▶ ABOUT THIS TASK:
Which of the lines below holds the string "cargo"? Copy every line that does.

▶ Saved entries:

- Opening Delimiter -

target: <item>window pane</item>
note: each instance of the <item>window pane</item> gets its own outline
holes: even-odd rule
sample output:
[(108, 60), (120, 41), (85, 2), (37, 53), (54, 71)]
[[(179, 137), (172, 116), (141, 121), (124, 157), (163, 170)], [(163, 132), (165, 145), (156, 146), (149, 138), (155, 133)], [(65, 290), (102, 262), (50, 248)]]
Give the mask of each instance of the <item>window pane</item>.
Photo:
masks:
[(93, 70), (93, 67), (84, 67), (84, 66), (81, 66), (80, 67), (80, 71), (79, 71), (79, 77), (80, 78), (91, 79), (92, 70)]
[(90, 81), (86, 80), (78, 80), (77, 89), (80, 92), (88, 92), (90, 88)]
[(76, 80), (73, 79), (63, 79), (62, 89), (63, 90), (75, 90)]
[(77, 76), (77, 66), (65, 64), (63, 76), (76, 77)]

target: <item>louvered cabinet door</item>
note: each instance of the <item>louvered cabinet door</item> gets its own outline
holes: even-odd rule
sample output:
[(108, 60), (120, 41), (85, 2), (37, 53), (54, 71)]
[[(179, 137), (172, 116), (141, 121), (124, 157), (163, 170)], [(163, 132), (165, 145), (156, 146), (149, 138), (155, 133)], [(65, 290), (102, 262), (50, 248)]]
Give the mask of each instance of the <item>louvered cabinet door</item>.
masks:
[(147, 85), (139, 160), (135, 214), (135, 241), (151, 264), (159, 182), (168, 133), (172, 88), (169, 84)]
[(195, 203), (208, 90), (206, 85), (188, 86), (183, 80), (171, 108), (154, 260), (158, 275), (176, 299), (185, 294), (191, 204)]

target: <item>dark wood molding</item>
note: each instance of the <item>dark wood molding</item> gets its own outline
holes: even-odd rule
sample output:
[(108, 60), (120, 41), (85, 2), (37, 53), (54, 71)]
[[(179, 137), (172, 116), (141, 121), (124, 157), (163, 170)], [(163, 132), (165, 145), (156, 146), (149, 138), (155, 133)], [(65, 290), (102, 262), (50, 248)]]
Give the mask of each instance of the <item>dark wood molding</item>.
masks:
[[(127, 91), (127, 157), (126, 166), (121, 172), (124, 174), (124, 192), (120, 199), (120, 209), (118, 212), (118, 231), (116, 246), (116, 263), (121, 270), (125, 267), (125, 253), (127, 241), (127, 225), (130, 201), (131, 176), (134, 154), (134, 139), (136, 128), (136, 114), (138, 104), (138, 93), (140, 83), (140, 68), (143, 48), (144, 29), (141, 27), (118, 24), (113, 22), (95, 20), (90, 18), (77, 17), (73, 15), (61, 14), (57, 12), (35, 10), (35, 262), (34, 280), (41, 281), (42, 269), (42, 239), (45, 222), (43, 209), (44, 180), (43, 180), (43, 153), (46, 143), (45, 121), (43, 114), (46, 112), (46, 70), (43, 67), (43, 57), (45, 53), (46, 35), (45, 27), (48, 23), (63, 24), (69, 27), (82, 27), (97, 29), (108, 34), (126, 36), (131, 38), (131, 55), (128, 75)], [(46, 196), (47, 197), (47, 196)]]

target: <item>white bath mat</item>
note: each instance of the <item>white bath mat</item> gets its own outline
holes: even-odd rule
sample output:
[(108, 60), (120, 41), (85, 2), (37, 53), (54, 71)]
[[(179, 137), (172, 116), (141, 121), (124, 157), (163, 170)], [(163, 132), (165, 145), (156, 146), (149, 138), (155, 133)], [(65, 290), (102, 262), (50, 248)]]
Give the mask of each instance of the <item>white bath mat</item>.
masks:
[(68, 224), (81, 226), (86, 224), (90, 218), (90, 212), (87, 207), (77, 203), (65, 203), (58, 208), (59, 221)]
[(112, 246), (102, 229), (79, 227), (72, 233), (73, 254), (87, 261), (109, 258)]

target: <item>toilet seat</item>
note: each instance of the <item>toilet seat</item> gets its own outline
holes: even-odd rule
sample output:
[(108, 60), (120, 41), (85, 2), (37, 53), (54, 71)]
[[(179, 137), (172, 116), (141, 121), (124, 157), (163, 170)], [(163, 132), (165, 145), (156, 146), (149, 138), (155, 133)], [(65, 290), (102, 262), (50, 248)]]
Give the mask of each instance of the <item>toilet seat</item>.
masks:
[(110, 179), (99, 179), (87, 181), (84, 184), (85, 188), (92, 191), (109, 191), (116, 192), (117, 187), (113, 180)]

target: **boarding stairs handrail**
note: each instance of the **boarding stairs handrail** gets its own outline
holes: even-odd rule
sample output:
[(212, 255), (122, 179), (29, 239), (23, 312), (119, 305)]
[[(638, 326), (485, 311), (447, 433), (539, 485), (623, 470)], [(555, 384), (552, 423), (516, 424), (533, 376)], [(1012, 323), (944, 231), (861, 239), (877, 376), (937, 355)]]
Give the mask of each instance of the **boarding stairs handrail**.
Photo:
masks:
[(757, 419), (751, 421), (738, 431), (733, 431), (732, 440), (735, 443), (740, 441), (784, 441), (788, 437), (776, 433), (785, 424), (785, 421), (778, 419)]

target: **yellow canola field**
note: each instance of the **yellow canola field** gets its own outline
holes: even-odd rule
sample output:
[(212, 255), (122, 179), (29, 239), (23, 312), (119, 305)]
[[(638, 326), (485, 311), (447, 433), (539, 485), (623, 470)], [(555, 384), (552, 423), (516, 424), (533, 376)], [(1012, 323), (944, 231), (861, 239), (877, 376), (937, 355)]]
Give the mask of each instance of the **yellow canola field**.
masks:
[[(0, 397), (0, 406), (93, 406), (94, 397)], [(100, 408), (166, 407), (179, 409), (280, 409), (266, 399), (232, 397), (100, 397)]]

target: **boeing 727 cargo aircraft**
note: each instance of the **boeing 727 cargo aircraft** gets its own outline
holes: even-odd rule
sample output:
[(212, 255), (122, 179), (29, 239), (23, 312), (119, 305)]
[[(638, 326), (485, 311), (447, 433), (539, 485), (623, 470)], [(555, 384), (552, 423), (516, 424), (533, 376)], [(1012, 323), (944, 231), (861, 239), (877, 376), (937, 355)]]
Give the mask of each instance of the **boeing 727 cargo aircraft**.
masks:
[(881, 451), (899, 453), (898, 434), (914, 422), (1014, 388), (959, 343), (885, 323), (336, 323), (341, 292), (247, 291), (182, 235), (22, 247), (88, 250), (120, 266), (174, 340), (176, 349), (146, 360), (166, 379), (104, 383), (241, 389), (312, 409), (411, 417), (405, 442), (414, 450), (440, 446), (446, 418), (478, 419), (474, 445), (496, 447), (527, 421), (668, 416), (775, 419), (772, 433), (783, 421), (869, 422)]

- Closing Delimiter -

▶ RESPONSE TO THIS TASK:
target: **boeing 727 cargo aircraft**
note: each instance of the **boeing 727 cargo aircraft** gets its own outline
Give the mask of each instance of the **boeing 727 cargo aircraft**.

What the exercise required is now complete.